### Persyaratan Tugas
(1) Menurut kutipan tentang tsunami, Jepang berada di atas berapa lempeng tektonik sekaligus?
(2) Salin lagi bagian kutipan tentang tsunami antara "Tsunami merupakan gelombang" dan "meteorologi.", termasuk keduanya, sambil menukar "asteroid" dengan "meteor".

### Kutipan Teks

•••

Setiap manusia pasti akan diuji....................
Ujian itu sesuai dengan kesanggupan / kemampuan masing-masing..................
,
Sesudah kesulitan ada kemudahan....................
Sesudah kesulitan ada kemudahan....................
Sesudah kesulitan ada kemudahan....................
(Yaitu) bagi orang-orang yang berusaha mengubah
nasibnya.........................
(karena) Allah tidak akan mengubah nasib suatu kaum
sebelum kaum itu berusaha mengubah nasibnya sendiri.
Tsunami, nama yang cantik. Namun si
cantik ini tak pernah diharapkan kehadirannya, setidaknya hingga saat ini
(selagi belum bisa ditemukan pemanfaatannya). Perangainya kurang baik, sangat
pemarah. Dia selalu hadir membawa amukan besar, menelan hingga ratusan ribu
korban jiwa, merusak segalanya.
Tsunami merupakan gelombang atau
serangkaian gelombang yang dibangkitkan secara tiba-tiba oleh perubah vertikal
suatu kolom air. Bencana alam ini bisa disebabkan oleh aktivitas seismik,
vulkanik, longsor di atas atau di bawah air, jatuhnya asteroid di laut, atau fenomena
meteorologi.
Belajar dari Jepang
Kondisi geografis Indonesia yang
berada di cincin api membuatnya rentan terhadap gempa bumi, tsunami, maupun
letusan gunung berapi. Sayangnya, negara kita kurang bisa belajar dari sejarah;
baik yang berasal dari pengalaman sendiri maupun dari pengalaman kota atau
negara lain. Berbeda dengan Jepang, berada pada 4 lempeng tektonik sekaligus
(lempeng Okhots, Urasia, Pasifik, dan lempeng laut Filipina) serta memiliki
banyak gunung api membuatnya sering dilanda gempa, tsunami, serta berpotensi
gunung meletus dan angin topan. Bahkan,
dari seluruh tsunami besar yang terjadi di dunia, yang terbanyak terjadi di
Jepang (hampir sepertiga dari tsunami dunia). Kendati demikian itu tak
melemahkan mereka, malah membuat mereka melakukan persiapan dengan lebih matang
dan menjadikan mereka sebagai negara dengan sistem peringatan bahaya gempa
terbaik di dunia. Artinya, mereka berusaha tidak mengulang kesalahan yang sama.

•••

### Data yang Diberikan
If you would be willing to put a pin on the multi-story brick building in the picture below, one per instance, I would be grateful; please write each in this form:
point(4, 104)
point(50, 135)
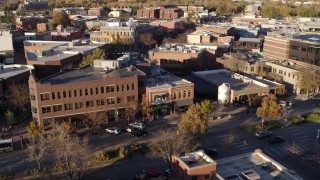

•••

### Jawaban Latihan
(1) Empat lempeng tektonik: lempeng Okhots, Urasia, Pasifik, dan lempeng laut Filipina.

(2)
Tsunami merupakan gelombang atau
serangkaian gelombang yang dibangkitkan secara tiba-tiba oleh perubah vertikal
suatu kolom air. Bencana alam ini bisa disebabkan oleh aktivitas seismik,
vulkanik, longsor di atas atau di bawah air, jatuhnya meteor di laut, atau fenomena
meteorologi.